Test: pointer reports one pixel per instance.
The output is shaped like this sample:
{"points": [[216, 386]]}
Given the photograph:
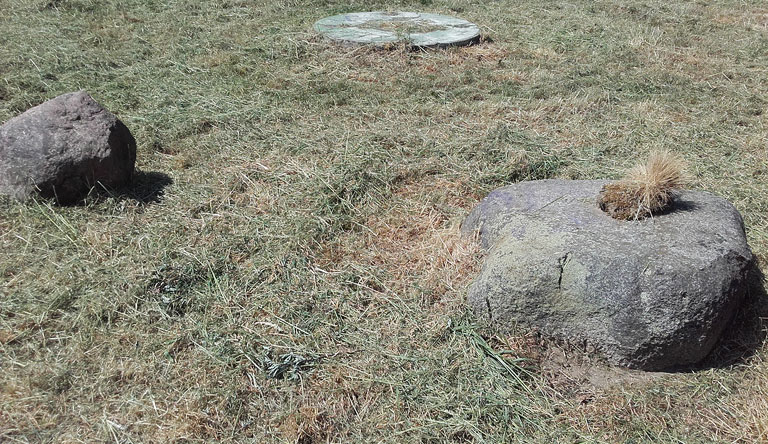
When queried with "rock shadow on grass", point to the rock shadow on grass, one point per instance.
{"points": [[146, 187], [748, 330]]}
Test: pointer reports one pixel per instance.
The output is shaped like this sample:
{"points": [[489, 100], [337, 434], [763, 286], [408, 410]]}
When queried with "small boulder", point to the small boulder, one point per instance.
{"points": [[653, 294], [63, 148]]}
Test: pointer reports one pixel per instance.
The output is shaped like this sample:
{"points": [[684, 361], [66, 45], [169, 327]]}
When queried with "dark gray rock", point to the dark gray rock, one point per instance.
{"points": [[64, 147], [652, 294]]}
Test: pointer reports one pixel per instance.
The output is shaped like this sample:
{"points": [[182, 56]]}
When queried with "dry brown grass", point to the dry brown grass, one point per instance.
{"points": [[646, 190]]}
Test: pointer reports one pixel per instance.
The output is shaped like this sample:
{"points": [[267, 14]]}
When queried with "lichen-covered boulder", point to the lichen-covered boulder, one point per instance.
{"points": [[63, 148], [652, 294]]}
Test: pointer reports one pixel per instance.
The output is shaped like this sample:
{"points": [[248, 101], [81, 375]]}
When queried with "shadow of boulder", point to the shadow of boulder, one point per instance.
{"points": [[146, 187], [748, 330]]}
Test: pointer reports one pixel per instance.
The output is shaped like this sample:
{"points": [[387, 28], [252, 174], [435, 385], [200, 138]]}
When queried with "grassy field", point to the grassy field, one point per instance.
{"points": [[287, 267]]}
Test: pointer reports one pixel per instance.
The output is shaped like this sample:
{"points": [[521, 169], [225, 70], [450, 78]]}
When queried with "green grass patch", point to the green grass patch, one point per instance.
{"points": [[287, 268]]}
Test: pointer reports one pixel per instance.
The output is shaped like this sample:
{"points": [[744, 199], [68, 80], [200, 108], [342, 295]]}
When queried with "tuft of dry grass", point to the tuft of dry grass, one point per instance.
{"points": [[647, 189]]}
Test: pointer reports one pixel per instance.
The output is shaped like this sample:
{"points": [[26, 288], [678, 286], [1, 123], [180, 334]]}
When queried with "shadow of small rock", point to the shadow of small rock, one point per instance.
{"points": [[146, 187]]}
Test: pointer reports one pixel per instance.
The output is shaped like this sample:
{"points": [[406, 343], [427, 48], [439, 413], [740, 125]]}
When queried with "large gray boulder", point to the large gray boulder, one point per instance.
{"points": [[652, 294], [64, 147]]}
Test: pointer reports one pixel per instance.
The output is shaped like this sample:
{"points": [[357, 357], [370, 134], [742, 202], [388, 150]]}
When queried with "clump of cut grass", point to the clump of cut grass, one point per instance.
{"points": [[646, 190]]}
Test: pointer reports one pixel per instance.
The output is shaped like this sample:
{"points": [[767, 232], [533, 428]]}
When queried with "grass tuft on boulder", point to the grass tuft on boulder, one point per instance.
{"points": [[646, 190]]}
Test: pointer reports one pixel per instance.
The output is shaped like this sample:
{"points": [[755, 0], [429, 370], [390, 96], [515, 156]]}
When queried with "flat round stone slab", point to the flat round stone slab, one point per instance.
{"points": [[415, 28]]}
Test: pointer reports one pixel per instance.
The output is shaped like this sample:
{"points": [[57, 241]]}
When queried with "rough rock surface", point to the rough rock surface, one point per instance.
{"points": [[652, 294], [64, 147]]}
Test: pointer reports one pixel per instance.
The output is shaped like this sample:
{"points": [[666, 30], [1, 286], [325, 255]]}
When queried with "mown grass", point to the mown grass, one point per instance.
{"points": [[298, 204]]}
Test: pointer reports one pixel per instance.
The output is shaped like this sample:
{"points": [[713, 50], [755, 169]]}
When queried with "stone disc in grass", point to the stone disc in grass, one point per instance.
{"points": [[414, 28]]}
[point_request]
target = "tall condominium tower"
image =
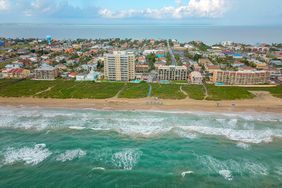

Task description: Gather every line of the material above that contains the word "shadow".

Solution to this problem:
When queried with "rock shadow on grass", point to the rock shadow on grass, one point per instance.
When queried with "shadow of boulder", point to the shadow of boulder, one point per instance.
When queried with "shadow of small rock", point to the shadow of small rock, one point per instance.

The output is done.